── PAGE TEXT ──

Do earnings delays matter?
It’s earnings season. With the striking by Superstorm Sandy on the nation’s financial hub, many firms delayed reporting earnings this week. The list included Pfizer Inc, Time Warner Cable Inc., Thomson Reuters Corp., Spirit Airlines, and NRG Energy Corp.
Which raises the question, does it matter that companies delay reporting? And what does it mean for reporters and editors?
First of all, when earnings reports are delaying for major news events – not internal company problems – it seems to warrant little attention. It’s understandable to delay reporting so people have time to put finishing touches on releases and executives can physically get to the office to host earnings calls.
It can be hard for newspapers and reporters. Most coverage, attention and column inches are devoted to covering the storm, clean up and giving the public important – sometimes lifesaving – information. Attention has already shifted to the biggest and dominate story. Of course, news organizations don’t have a load of emergency reporters to cover the news; they only have their staff writers.
That means the Pfizer reporter is probably out working the hospitals and other health care service providers to write those important stories.
Earnings will all get less coverage since they all came out at once. Company news that was spread out for two or three days got jammed into the end of the week. This leaves our already strapped reporters juggling a rush of information. The delays also pushed announcements closer to the election, yet another critical story competing for space.

───
── LISTED ENTRIES ──

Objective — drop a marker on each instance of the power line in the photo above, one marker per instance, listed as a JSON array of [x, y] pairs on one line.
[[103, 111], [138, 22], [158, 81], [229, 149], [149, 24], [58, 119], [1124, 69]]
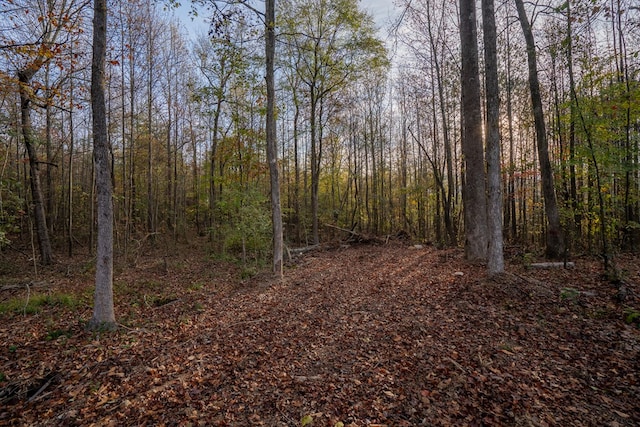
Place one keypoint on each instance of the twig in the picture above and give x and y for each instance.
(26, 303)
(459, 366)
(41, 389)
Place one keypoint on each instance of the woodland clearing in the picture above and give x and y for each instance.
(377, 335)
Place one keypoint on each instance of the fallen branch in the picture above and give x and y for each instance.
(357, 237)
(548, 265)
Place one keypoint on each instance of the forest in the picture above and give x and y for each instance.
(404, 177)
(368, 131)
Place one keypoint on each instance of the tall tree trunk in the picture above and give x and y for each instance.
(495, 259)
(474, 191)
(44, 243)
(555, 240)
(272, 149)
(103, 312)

───
── LISTED ENTRIES ──

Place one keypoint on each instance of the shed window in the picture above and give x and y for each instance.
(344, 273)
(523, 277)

───
── LISTED ENTRIES ──

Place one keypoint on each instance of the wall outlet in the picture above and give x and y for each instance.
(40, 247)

───

**EXERCISE TASKS**
a: In the article on earnings delays, which other critical story were the delayed announcements pushed closer to?
b: Extend the article on earnings delays, picking up after its final sentence.

**RESPONSES BY ITEM NUMBER**
a: The election.

b:
That said, space on the web is infinite. Wire services such as Dow Jones, Bloomberg and Reuters can publish as much and as often as they like. There is definitely no limit, other than what reporters can physically write, to how many stories these organizations can cover and how in-depth the reporting.
But investors are taking note, no matter when the earnings come out. For example, Pfizer reported a disappointing 14 percent drop in third-quarter profit and lowed its forecast. The stock dropped more than 1 percent on the news.
While it might make life harder for reporter and editors who are already over worked and chasing many stories at once, the delays aren’t escaping attention from investors. And ultimately, that’s who really matters – those buying and selling the stocks.